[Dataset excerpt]
---------------

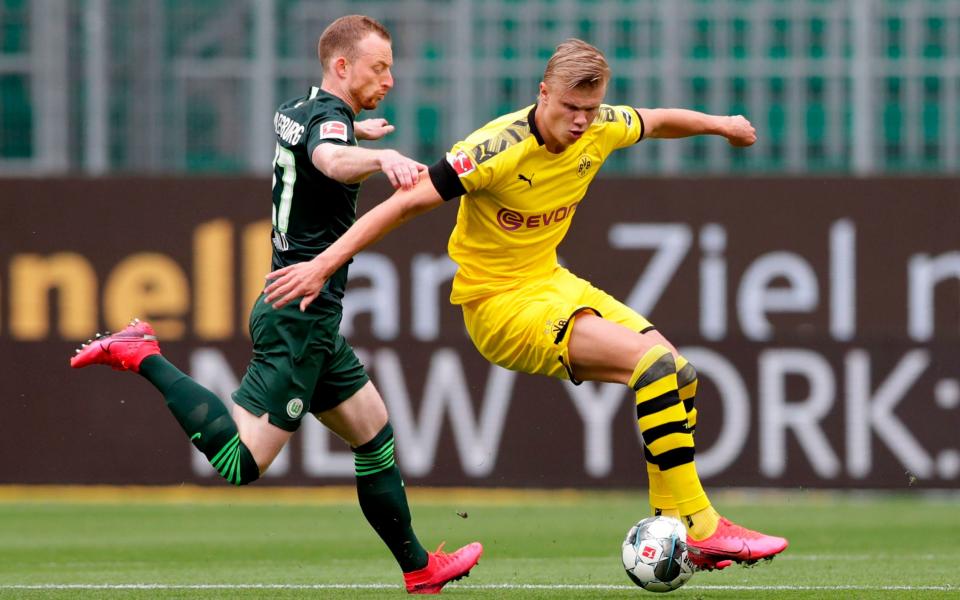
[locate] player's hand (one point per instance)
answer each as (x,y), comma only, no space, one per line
(402,172)
(739,131)
(302,280)
(372,129)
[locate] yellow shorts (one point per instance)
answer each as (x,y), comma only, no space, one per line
(527,329)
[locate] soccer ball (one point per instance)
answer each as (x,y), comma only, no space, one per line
(655,554)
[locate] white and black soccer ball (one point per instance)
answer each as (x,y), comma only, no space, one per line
(655,554)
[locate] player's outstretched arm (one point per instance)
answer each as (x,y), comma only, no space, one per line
(351,164)
(305,280)
(667,123)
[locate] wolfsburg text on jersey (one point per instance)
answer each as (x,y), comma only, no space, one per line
(289,130)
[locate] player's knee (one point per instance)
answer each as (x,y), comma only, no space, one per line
(655,364)
(377,455)
(235,463)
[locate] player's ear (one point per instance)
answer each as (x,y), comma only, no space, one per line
(543,93)
(340,66)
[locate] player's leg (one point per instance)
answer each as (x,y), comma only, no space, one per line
(208,424)
(362,421)
(601,350)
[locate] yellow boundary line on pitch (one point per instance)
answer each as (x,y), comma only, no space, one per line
(329,495)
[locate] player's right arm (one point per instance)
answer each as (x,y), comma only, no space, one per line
(352,164)
(306,279)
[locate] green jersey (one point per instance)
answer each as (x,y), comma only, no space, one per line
(311,210)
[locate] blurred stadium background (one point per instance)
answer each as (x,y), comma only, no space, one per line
(813,279)
(860,87)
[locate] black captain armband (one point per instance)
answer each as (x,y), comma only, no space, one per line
(446,181)
(643,126)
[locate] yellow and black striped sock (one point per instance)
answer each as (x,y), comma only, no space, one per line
(687,385)
(663,425)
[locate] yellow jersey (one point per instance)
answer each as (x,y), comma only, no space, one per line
(518,199)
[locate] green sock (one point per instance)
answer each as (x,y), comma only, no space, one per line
(383,500)
(204,418)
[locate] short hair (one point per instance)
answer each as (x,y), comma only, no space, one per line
(576,63)
(340,38)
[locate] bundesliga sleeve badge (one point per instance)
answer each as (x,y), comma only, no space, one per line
(461,163)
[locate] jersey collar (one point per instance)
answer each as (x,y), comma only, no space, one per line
(317,91)
(531,120)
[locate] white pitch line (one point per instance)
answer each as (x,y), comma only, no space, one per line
(486,586)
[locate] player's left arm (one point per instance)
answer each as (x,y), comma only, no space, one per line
(668,123)
(372,129)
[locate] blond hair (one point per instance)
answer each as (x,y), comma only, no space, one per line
(576,63)
(341,37)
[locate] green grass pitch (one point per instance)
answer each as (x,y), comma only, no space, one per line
(545,545)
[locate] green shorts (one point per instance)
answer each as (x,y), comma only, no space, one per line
(300,364)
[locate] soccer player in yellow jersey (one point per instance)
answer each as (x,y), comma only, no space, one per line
(522,178)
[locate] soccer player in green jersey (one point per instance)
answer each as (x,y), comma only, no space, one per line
(301,363)
(522,177)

---------------

→ **Written exercise**
Write out the records again from the line containing "[locate] player's left" through the end of the records, keeping the requests, and increase every coordinate in the answers by 34.

→ **Task output**
[locate] player's left arm (one point per instance)
answer each as (x,y), comma only, no space, one per line
(702,157)
(406,163)
[locate] blond hair (one point per instance)
answer each as (x,y), comma only, no space, one per line
(610,97)
(375,71)
[locate] green grass pitch (one point per instance)
answer each as (x,y), comma only, no space, one per line
(579,579)
[locate] green shorts (one point per instance)
answer each as (x,y), comma only, no space, one per line
(334,398)
[locate] soccer player in yellow jersey (one point per instance)
answer each as (x,y), comma only, no space, one per line
(556,212)
[locate] soccer player in green jersey (one point per instance)
answer each as (x,y), comma only, no space, one per line
(335,397)
(556,211)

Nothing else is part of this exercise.